### About this exercise:
Here is the task for the records below: repeat exactly the lines from the one with "negative clicks: (93, 142) (137, 164)" to the one with "positive clicks: (127, 120) (128, 102)", both included, and nothing else.

Top of The records

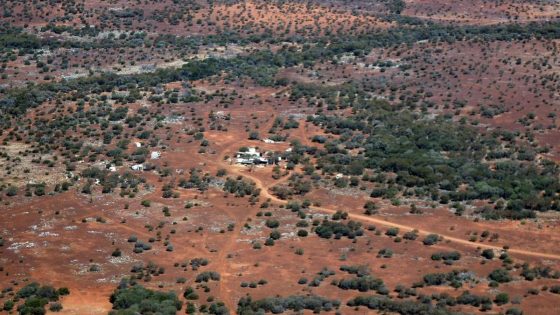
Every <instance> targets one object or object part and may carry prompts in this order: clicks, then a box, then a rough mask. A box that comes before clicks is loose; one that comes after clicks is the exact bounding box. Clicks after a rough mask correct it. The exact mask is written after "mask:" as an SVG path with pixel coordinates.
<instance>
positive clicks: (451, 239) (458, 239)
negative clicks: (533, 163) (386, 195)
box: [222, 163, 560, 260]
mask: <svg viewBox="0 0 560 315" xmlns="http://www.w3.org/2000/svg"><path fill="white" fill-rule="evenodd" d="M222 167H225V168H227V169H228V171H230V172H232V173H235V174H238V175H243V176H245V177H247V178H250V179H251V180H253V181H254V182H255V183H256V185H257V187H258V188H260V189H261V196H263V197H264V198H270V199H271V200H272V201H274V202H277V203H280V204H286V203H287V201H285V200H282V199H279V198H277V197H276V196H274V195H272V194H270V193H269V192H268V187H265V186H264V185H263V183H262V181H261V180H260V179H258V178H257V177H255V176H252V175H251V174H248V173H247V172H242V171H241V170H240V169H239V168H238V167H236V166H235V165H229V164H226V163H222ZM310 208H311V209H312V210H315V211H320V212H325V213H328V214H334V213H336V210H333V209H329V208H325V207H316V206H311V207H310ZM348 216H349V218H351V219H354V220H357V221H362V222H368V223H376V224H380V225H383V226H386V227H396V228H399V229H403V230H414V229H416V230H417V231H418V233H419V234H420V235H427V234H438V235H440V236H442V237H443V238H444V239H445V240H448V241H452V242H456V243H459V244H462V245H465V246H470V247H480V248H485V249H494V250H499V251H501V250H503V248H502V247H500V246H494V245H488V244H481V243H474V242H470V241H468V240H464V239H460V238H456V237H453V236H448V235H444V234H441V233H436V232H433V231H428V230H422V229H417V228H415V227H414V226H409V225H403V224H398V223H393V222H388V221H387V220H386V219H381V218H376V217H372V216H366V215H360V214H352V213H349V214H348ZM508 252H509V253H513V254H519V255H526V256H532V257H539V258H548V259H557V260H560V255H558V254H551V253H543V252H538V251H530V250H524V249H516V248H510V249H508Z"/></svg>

Bottom of The records
Top of The records

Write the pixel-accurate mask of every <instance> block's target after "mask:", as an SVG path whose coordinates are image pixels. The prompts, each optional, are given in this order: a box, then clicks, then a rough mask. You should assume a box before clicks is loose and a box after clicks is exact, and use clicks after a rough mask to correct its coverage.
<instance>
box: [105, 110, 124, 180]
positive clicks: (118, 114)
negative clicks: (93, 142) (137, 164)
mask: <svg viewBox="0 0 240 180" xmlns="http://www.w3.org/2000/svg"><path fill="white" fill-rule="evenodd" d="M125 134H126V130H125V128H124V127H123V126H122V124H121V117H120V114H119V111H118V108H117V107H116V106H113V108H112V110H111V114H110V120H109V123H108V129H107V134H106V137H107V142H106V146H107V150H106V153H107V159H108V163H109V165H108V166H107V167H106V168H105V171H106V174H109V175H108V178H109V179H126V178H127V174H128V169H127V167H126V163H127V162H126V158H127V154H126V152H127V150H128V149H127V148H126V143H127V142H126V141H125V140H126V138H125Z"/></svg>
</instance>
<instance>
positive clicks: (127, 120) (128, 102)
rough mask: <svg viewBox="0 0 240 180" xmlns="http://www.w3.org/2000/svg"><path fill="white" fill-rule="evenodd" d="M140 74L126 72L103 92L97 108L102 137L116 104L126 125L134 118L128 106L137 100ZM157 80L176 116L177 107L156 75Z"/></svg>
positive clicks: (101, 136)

Bottom of The records

### Written answer:
negative clicks: (93, 142) (137, 164)
mask: <svg viewBox="0 0 240 180" xmlns="http://www.w3.org/2000/svg"><path fill="white" fill-rule="evenodd" d="M125 134H126V130H125V128H124V127H123V126H122V124H121V117H120V114H119V111H118V108H117V107H116V106H113V108H112V110H111V114H110V120H109V123H108V129H107V134H106V137H107V142H106V146H107V150H106V153H107V159H108V163H109V165H108V166H107V167H106V168H105V171H106V174H109V175H108V178H109V179H126V178H127V174H128V169H127V167H126V163H127V162H126V158H127V154H126V152H127V150H128V149H127V148H126V143H127V142H126V141H125V140H126V138H125Z"/></svg>
</instance>
<instance>
positive clicks: (127, 120) (128, 102)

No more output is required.